== Written request ==
Edit the rows below so that "car wheel" becomes "bicycle wheel", keeping every other line unchanged.

== Task data ==
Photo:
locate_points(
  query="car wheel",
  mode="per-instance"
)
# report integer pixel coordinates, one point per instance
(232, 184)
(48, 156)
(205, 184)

== Task response ==
Photo:
locate_points(
  query="bicycle wheel",
  mode="per-instance"
)
# report integer pixel coordinates, one point per instance
(232, 184)
(48, 156)
(205, 184)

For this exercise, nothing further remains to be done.